But what about a slightly modified containership, with missiles launched from the containers - hoist them (the modified part), launch, toss the empty can over the side, hoist another, rinse, repeat...
Or use a container feeder to load small, fast, LO ships further back. OUSV-3 Vanguard moving back and forth 25 knots loaded, 38 unloaded bringing up 16 fresh rounds. 50 million a ship, the basket with the most eggs stays away from the action.
Yeah, I'm not sure why they are focused on multi thousand mile missiles that cost millions of dollars, put on the ship that costs the most per ton aside from a submarine. The strike missiles should be on the adjunct, cheap, fast, unmanned ship. The large combatant will still be large even if its job is to be the AAW ship with great sensors and an energy dense, dense, close in defense architecture.
You're putting the cart before the horse. Before taking on the challenge of reloading VLS at sea, we have to build up the industrial capacity to have something to reload with.
I take your point, but it's a problem that requires parallel development. We need more capacity to build missiles now! and a method to reload them.

..............................

In the naval missile discussion, how fast does the OUSV-3 Vanguard move when unloaded?

# Information shown
..............................

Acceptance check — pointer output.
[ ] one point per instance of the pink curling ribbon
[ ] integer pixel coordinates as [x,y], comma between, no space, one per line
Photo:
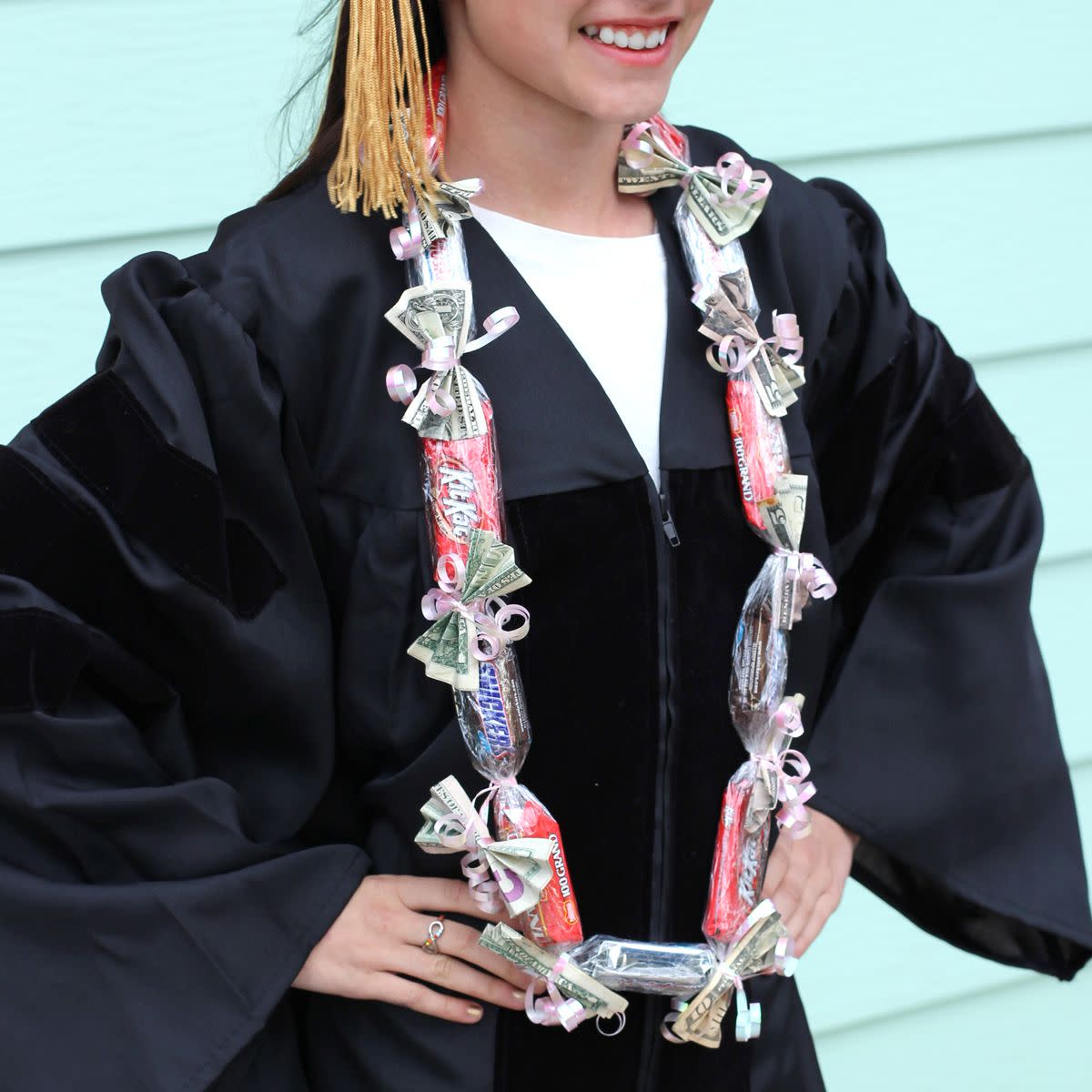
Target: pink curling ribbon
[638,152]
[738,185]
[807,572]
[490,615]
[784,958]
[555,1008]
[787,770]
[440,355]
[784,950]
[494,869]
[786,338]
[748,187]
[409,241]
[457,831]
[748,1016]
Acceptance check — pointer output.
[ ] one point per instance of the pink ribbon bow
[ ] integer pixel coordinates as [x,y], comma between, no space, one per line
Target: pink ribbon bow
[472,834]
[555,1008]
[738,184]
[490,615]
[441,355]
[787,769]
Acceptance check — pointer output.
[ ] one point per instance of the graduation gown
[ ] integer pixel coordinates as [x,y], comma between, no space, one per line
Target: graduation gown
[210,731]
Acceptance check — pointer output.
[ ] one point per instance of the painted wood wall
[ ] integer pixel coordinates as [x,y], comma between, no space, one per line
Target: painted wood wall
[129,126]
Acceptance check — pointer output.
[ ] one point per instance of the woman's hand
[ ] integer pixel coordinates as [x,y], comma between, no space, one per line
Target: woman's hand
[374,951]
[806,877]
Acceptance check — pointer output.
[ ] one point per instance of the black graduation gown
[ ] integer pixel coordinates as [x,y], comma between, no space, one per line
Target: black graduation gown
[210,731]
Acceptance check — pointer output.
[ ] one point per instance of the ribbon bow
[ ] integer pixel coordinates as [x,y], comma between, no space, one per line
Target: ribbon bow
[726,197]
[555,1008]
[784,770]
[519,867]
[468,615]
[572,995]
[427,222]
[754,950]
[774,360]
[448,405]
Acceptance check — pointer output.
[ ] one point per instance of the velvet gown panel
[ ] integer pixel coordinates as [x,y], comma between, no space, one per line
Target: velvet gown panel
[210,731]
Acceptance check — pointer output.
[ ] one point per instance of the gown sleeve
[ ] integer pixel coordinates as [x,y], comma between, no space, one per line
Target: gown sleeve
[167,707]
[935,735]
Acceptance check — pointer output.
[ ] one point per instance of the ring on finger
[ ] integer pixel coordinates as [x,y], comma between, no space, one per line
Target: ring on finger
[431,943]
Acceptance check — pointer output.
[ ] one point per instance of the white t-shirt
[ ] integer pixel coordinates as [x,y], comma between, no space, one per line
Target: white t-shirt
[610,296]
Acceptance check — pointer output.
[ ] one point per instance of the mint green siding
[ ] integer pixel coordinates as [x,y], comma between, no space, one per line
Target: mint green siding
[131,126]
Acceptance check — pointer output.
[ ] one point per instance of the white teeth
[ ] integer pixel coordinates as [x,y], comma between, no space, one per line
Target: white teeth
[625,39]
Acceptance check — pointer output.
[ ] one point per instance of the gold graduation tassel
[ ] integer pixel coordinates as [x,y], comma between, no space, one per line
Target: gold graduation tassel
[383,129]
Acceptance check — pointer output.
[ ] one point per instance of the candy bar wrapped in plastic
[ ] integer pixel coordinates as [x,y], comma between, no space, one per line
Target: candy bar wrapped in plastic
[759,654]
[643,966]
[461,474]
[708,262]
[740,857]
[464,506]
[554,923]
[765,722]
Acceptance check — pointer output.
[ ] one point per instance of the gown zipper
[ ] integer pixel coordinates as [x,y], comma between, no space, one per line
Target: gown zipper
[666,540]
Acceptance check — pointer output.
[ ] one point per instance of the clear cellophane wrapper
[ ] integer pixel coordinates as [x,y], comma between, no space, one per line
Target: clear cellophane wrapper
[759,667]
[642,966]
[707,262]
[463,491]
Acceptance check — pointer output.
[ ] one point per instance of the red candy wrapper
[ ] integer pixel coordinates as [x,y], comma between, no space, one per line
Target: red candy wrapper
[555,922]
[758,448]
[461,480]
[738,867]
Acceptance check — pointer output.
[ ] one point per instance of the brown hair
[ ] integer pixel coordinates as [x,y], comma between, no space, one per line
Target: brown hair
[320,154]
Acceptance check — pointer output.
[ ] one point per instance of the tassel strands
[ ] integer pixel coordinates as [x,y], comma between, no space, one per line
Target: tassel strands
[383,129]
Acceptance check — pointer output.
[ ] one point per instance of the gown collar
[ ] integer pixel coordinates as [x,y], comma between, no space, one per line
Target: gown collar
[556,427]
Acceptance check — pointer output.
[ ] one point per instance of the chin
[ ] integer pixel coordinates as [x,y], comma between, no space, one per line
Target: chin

..............................

# Full output
38 knots.